> **What you are asked to do**: Where does the word "green" occur in the material? Copy each line that has it.

> **The data**:

####

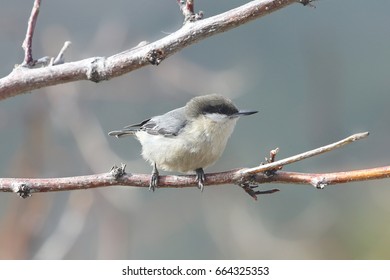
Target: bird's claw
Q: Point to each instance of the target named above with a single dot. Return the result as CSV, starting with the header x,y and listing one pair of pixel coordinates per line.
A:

####

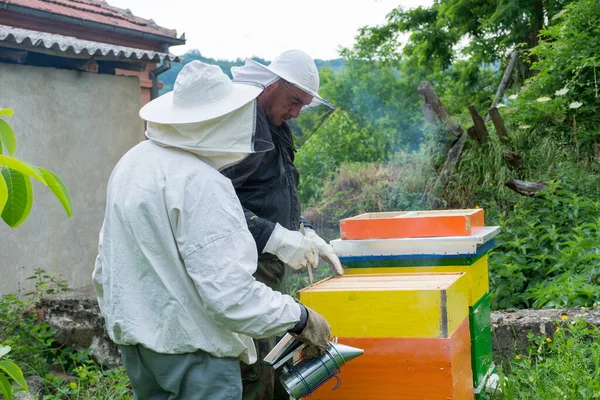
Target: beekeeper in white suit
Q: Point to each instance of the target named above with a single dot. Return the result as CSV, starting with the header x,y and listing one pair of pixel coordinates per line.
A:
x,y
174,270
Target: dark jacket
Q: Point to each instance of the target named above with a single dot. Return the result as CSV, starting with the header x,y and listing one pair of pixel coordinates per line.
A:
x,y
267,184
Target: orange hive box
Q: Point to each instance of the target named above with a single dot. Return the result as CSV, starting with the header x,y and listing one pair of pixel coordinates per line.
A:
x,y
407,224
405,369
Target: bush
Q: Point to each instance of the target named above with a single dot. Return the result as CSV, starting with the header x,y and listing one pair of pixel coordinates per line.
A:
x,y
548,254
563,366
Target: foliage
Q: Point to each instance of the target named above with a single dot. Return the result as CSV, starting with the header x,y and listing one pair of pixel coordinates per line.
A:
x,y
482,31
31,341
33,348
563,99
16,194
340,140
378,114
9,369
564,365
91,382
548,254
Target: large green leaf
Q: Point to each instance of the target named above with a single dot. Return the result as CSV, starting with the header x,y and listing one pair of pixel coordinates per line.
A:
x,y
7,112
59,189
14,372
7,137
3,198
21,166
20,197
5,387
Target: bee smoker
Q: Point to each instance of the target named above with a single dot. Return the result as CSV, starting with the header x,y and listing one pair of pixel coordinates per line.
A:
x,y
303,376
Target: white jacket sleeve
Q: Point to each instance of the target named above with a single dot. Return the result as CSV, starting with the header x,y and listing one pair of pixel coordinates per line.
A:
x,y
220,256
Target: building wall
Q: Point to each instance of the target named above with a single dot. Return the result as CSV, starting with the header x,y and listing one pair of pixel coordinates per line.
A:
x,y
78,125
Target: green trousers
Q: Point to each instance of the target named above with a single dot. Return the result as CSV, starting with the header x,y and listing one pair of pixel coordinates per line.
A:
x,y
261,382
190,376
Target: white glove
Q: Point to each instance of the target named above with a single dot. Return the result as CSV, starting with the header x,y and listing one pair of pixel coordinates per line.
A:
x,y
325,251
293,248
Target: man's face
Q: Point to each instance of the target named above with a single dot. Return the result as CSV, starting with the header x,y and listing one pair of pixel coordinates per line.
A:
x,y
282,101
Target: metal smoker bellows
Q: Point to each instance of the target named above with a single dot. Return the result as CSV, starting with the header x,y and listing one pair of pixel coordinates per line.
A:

####

> **Reply**:
Target: large green leaf
Target: green trousers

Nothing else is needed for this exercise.